[Instructions to follow]
Start at the line containing "Locate every instance of the green grass" and transcribe every line exactly through the end of the records below, and only those lines.

[Stored data]
══════════════════════════════

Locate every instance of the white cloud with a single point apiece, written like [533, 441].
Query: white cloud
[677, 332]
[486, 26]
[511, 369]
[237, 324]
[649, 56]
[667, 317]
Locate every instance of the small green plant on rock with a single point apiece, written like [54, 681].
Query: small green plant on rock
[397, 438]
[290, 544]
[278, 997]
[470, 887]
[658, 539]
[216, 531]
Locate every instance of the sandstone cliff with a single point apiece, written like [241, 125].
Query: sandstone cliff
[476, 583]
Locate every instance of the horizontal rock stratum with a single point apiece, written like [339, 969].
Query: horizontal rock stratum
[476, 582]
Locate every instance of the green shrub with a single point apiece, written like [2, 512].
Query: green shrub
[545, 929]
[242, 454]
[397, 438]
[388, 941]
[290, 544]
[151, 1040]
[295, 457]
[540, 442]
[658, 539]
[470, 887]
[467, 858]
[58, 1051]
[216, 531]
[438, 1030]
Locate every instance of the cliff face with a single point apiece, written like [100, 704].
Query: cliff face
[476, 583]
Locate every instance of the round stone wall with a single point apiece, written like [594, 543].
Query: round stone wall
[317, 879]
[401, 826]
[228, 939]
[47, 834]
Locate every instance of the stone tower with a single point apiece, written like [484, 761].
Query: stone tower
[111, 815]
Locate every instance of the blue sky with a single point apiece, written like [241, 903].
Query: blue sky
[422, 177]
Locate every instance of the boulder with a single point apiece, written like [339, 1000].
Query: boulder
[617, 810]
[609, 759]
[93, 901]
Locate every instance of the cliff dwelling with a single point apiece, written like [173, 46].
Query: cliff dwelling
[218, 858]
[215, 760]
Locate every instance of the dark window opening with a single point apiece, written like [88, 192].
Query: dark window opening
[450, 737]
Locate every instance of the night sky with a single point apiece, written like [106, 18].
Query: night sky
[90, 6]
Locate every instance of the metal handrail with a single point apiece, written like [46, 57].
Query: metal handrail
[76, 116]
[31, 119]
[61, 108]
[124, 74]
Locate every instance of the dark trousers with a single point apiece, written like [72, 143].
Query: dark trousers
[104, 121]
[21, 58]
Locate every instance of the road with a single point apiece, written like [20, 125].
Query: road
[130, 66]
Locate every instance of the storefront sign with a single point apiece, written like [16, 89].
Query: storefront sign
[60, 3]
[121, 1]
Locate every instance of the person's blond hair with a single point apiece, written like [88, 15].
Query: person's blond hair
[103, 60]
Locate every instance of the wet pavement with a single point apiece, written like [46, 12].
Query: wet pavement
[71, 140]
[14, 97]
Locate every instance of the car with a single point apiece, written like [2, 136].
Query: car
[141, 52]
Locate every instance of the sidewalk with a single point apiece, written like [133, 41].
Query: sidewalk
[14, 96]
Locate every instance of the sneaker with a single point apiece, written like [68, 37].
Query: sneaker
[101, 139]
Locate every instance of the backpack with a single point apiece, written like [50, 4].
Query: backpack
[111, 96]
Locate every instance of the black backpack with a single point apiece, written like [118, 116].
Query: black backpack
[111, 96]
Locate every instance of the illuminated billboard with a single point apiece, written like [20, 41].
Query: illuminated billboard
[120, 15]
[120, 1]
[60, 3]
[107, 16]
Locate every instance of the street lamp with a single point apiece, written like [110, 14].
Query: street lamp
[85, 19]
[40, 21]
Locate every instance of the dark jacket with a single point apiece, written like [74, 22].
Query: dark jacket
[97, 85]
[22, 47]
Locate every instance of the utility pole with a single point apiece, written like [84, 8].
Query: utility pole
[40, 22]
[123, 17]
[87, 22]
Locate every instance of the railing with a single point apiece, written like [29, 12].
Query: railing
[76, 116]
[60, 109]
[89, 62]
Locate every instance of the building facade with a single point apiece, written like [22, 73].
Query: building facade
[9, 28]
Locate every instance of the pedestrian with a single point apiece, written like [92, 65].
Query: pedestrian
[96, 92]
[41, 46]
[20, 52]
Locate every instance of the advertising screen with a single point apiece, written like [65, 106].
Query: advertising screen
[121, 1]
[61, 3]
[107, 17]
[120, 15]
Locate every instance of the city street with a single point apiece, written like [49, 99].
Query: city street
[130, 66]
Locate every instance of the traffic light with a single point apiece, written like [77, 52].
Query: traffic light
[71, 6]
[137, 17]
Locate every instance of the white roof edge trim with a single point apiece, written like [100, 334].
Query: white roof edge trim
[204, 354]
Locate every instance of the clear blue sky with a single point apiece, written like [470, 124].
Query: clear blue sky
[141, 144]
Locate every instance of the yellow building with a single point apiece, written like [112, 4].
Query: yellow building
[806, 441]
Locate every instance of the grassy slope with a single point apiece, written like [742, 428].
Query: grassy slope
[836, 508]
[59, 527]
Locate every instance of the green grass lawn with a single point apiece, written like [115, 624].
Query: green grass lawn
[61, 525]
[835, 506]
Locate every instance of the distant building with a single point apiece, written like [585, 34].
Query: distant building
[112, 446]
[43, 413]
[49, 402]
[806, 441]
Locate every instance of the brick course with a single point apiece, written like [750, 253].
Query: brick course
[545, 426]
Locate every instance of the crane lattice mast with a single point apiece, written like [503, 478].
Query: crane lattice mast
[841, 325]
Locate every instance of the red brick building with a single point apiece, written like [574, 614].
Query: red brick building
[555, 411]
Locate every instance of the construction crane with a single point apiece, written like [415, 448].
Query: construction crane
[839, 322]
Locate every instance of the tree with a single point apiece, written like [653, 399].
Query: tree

══════════════════════════════

[The answer]
Locate every instance of the green grass lawn with a single point apiece, written like [115, 624].
Query: green grass lawn
[61, 525]
[835, 506]
Locate every instance of the distant building with a single point apiece, written like [585, 34].
Query: distant building
[112, 446]
[43, 413]
[49, 402]
[806, 441]
Locate every instance of the brick course with a single point apiece, written like [750, 253].
Query: brick course
[545, 426]
Locate every instance of the crane lattice mast with a single point apiece, written like [503, 478].
Query: crane lattice mast
[841, 325]
Locate every instance of the red brick building with a single point apiece, written like [574, 614].
Query: red brick building
[555, 411]
Locate every instance of the construction crane with a single point apiece, written like [415, 448].
Query: construction crane
[839, 322]
Locate every instance of the tree with a single point apiece, written like [653, 399].
Query: tree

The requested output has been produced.